Entries from a dataset
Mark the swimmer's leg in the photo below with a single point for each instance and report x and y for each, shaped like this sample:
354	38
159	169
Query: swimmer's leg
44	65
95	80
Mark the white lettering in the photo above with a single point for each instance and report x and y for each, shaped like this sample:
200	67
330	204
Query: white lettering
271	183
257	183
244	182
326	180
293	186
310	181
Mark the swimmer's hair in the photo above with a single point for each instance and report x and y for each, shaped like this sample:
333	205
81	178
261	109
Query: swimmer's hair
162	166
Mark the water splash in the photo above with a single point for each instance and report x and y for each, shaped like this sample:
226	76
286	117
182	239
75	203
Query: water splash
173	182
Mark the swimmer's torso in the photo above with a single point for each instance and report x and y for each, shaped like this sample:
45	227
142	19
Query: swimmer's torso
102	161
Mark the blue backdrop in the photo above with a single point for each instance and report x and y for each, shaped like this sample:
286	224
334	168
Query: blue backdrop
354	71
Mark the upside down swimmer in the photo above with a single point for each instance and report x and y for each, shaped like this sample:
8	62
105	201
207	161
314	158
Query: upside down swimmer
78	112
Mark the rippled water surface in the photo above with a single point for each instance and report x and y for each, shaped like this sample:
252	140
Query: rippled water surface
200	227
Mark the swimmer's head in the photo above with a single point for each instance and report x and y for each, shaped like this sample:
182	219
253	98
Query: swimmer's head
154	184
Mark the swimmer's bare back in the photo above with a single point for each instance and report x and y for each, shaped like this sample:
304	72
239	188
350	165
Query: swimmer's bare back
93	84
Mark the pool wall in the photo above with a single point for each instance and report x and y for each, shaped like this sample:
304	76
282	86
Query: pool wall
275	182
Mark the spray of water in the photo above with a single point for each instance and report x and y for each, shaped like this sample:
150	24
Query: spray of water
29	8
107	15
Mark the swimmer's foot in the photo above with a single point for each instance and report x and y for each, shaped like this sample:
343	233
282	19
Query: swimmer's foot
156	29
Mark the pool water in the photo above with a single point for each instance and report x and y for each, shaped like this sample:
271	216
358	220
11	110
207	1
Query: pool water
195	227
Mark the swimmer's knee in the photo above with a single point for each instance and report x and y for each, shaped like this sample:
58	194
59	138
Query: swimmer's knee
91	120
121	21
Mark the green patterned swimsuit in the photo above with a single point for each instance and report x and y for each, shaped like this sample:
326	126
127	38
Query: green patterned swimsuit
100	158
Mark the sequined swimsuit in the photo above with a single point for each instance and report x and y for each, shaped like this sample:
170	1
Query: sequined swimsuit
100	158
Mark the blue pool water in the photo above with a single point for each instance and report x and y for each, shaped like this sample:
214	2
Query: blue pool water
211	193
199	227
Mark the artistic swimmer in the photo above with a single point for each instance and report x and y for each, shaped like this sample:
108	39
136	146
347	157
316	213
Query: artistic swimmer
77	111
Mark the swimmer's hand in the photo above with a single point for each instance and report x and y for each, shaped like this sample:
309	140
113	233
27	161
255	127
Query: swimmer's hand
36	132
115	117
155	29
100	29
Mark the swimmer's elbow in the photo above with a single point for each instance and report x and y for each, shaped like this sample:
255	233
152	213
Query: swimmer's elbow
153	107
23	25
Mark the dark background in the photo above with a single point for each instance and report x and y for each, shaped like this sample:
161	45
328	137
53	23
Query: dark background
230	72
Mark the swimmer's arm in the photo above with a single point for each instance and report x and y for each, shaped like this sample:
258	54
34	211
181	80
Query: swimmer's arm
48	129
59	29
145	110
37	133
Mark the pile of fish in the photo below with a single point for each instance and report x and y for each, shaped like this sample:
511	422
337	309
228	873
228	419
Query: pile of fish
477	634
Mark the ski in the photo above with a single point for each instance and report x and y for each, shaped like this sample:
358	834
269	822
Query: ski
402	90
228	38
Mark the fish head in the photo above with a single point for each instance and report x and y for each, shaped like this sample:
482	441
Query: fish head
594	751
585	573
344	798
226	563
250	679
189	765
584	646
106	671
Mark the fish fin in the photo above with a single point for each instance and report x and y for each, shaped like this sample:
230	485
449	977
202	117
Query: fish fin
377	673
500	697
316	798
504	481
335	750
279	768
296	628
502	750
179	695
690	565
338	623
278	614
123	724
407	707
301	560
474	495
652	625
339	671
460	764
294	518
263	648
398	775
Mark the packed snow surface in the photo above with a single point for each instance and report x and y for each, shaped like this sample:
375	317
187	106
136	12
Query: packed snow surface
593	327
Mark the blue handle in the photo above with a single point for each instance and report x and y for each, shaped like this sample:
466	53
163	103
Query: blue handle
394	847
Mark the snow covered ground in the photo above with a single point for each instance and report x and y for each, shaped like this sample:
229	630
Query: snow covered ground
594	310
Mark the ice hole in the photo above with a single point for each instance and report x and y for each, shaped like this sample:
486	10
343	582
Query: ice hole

Exercise >> Starting at the line that contains "Mark the ice" and ending at the last line of the entries, lay out those lines as a Markdown table with the columns Row and Line. Number each row and skip any blank lines.

Correct answer >>
| Row | Line |
|---|---|
| 1 | Mark the ice hole in the photo above with a single point for each instance and report x and y for each, shaped like this sample: |
| 2 | 486	10 |
| 3 | 343	582 |
| 4 | Query: ice hole |